For all those students of Cicero out there, see if you can spot some of his stylistic features in our student’s creative piece on whether South Korea should attack the North.
Proposition for South Korean action to remove Kim Jong Un from power and attempt to restore personal freedoms in North Korea.
“Strong action” is the recommendation of the UN Security Council. Yet what has been done to achieve this? Nothing. If we value our livelihoods, the livelihoods of those stuck over the northern border, or the very concept of liberty itself, we, ladies and gentlemen, must act to stop the impending savagery of Kin Jong Un.
In 1994, a North Korean negotiator threatened to turn Seoul into a “sea of fire”, a clear, violent threat constantly reiterated – almost annually in fact. When Kim Jong Un came to power, he threw out the US – Jong Il peace talks, showing his glaring maleficent intentions towards the whole wide-reaching world. North Korea has claimed successful nuclear weapons tests in 2006, 2009, 2013 and now 2016. An empty threat? We must, legislators, avoid the tyranny of low expectations: that subtle but devastating form of personal sabotage. If North Korea attacked and we had done nothing, who could we blame for the death of our citizens? Who could we blame for the destruction of our land and industry? Who could we blame for the injustice and war and misery that such an event would certainly bring? The intention is there, at the very beating heart of North Korean government. Indeed, who could we blame but ourselves?
The capacity looms too, in addition to intention. North Korea’s ability to strike was proven when the government launched a long-range rocket in 2012 where it is presumed that a satellite was launched into orbit, following two failed attempts in 2011 and April 2012. Our own government said even then that the launch was “confrontational” and a “threat to the peace and stability of the Korean Peninsula and the world”. So, why has nothing more than imposing a few minor economic sanctions been done?

### Recorded information
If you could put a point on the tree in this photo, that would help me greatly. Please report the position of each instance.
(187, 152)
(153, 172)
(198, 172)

### Task requirements
(1) Using the student speech on South Korean action against the North, list every year in which North Korea is said to have claimed a successful nuclear weapons test.
(2) Pick up the student speech on removing Kim Jong Un from power right after its last sentence and continue it.

### Your responses
(1) 2006, 2009, 2013, 2016

(2)
In fact, their fast technological advancements in shooting range along with the 2013 nuclear test being twice the size of that in 2009 are all indications that North Korea has the capacity to launch an attack a far as mainland USA. The country is also believed to have enough weapons-grade plutonium for at least 6 nuclear bombs. It is harrowing to think about how they got hold of such high amounts of plutonium, not to mention what they can, and intend to, do with it.
I can assume you want evidence of their maleficent intentions before any further action is taken. I’m sure that I do not need to remind you that in March 2010, our own warship the Cheonan was vaguely near the border with North Korea on a drill and was, within minutes of being fatally struck, split in half. 46 were left dead and North Korea was given as the only plausible explanation for this outrage. In November of the same year, North Korea launched a savage artillery attack on our own Yeonpyeong island. Two marines and two civilians were murdered due to the simple fact that military drills were being run in the vicinity of this island. And as if this was not enough, North Korea have been carrying out massive renovations at Yangbon, their main nuclear site, since 2013, the dire threat of which needs no explanation from me.
Lastly, North Korea has 1.1 million active soldiers for 25 million people. This seems excessive even before we put it into perspective. The USA is a country of 318.9 million people, to which there are only 540,000 active soldiers. Need I say more?
Let us move onto January of this year when on the 6th, North Korea launched a hydrogen bomb in a remote area in the north of their country. Shockwaves of this explosion were felt in Seoul, as many of you before me may have experienced. Un personally claimed that this bomb, generating a 5.1 scale earthquake, was only a miniaturised version of what they had in store. What effect do you think that such an abomination would have if it hit one of our supermarkets or one of our apartment buildings? What about one of our schools? Is that a risk everyone in this room is willing to take?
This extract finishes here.